*What this task involves*
Report each line of the material below that contains the string "boot", copying every such line in full.

*Named object pointing entries*
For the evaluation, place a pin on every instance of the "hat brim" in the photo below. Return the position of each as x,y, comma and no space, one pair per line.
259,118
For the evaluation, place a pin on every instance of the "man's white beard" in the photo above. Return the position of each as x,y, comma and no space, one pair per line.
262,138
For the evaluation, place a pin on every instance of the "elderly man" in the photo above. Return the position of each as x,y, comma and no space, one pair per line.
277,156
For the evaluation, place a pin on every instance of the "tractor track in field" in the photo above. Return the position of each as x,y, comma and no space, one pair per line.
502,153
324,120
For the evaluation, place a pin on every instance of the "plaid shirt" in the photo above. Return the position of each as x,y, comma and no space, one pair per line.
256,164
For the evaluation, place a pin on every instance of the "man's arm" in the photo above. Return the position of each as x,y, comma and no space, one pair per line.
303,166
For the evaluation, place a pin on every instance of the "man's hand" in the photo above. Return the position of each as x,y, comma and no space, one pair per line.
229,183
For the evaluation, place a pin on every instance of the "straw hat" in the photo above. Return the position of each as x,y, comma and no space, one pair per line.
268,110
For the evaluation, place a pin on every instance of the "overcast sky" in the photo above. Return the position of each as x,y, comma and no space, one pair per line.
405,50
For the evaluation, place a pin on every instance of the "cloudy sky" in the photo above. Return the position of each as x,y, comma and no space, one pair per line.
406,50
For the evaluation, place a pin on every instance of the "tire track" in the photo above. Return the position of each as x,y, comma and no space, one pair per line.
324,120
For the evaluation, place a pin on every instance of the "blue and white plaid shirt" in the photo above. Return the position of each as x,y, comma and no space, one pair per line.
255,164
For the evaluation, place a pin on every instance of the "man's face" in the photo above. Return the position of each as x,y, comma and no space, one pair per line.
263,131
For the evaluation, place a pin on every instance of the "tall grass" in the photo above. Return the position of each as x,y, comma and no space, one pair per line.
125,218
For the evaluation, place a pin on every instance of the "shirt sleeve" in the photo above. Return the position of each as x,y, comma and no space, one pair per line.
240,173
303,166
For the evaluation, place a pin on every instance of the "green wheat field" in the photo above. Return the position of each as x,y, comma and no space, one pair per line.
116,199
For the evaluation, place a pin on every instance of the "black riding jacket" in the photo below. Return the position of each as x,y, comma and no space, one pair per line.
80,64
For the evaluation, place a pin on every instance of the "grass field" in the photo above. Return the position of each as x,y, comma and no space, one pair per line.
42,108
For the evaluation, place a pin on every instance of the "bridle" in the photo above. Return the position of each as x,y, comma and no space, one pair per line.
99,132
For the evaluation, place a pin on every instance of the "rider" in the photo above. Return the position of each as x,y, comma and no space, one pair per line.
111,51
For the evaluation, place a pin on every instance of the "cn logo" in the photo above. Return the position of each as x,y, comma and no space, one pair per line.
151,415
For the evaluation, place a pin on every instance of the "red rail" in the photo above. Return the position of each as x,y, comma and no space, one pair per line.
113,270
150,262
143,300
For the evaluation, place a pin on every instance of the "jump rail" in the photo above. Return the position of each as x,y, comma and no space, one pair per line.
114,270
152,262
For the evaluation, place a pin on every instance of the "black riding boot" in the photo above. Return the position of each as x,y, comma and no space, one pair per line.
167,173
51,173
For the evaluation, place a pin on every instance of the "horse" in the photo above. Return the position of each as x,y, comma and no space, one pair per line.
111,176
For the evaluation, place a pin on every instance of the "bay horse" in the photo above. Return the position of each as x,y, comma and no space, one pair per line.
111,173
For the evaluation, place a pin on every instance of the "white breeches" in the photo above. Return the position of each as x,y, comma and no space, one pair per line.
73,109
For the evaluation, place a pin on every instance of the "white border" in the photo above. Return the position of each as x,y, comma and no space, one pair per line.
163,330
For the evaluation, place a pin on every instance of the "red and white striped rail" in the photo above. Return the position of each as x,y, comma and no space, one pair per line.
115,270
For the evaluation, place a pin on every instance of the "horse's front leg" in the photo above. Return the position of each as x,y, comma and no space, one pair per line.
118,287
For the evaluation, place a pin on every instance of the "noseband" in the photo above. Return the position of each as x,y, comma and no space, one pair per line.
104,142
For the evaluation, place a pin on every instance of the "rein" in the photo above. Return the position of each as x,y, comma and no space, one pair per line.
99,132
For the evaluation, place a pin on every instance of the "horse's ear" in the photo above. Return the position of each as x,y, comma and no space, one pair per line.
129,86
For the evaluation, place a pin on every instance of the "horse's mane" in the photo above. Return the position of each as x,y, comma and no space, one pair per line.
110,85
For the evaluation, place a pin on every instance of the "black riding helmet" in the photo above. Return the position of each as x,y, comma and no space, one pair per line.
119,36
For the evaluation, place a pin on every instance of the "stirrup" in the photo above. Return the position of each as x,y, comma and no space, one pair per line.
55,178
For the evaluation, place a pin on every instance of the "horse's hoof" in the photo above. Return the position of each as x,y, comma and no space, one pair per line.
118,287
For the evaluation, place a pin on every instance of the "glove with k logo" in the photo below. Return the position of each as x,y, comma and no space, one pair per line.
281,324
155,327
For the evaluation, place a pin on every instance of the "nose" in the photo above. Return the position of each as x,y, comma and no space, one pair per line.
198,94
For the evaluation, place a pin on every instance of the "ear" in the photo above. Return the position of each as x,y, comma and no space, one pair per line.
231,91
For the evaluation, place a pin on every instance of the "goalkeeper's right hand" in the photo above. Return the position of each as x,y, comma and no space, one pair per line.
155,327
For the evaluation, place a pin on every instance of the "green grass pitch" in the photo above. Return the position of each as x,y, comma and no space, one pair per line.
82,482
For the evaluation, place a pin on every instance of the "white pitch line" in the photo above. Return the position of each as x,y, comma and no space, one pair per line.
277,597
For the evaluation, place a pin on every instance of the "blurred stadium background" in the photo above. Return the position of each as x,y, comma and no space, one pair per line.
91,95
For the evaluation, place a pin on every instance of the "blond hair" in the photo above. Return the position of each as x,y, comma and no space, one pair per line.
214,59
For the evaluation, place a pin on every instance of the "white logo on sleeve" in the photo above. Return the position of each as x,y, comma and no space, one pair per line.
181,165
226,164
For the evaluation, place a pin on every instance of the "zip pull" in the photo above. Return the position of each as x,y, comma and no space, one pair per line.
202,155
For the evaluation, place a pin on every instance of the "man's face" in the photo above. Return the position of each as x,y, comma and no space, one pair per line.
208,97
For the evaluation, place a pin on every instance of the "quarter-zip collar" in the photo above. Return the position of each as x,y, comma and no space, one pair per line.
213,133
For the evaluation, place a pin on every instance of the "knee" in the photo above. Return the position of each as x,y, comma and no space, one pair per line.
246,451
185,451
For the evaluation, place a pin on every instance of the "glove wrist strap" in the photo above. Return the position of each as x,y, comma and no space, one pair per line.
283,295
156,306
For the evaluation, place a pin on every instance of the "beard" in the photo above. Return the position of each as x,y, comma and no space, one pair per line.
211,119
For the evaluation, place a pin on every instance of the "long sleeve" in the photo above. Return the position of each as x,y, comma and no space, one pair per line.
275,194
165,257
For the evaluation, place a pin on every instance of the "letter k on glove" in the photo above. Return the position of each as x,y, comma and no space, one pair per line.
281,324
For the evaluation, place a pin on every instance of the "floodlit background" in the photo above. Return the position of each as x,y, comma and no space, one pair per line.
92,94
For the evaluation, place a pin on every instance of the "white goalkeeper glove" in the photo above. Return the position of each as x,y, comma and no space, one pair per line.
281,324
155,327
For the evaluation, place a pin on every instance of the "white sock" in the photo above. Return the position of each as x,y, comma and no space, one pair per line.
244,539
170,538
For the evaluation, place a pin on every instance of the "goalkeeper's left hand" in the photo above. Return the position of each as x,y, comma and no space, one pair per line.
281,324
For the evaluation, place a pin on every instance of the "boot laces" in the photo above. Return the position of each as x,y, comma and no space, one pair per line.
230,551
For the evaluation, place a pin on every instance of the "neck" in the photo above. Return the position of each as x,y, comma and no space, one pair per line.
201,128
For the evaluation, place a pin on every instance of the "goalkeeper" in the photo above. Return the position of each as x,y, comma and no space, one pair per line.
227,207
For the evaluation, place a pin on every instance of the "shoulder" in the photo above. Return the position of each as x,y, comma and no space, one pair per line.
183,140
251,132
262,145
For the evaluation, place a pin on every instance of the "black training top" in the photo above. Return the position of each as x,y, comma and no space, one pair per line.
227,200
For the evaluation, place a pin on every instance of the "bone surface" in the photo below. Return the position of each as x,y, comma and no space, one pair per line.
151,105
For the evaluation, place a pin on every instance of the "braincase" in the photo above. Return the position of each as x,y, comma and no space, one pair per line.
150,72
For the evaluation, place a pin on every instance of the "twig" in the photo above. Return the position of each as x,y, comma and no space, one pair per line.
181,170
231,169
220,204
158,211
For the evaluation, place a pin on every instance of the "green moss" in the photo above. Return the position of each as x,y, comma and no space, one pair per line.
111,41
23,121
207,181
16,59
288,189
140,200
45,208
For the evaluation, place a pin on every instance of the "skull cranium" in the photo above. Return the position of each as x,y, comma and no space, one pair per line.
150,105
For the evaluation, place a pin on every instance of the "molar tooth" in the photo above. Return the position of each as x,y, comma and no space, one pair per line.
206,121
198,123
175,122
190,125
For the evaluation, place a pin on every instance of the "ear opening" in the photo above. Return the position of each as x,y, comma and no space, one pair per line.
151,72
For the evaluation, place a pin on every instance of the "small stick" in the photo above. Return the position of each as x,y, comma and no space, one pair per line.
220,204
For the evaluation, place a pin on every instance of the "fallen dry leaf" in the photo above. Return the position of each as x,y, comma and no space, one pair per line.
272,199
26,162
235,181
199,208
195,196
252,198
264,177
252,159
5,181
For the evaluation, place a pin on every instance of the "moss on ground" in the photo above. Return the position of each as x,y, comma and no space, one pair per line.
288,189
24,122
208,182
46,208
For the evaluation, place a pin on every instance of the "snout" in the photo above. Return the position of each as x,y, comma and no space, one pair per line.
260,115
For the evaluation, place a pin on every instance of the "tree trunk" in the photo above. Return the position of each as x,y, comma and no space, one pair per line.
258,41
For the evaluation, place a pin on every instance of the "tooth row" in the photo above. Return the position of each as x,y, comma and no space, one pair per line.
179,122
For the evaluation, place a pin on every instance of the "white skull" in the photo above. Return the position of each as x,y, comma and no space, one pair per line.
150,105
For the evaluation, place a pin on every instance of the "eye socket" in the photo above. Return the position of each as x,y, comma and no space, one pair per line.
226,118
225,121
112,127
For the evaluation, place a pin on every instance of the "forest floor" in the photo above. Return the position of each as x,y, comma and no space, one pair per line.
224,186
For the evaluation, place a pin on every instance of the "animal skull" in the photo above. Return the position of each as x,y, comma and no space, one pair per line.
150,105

*Answer in full*
For the evaluation, place a pin on every instance of the "black riding boot" in the photo above. Return the position of each as x,y, comma and no space, one pair per line.
For the evaluation, place a pin on every instance of the "boot laces" in the photo above. Return the position of each as x,y, comma and no space, one pair per line.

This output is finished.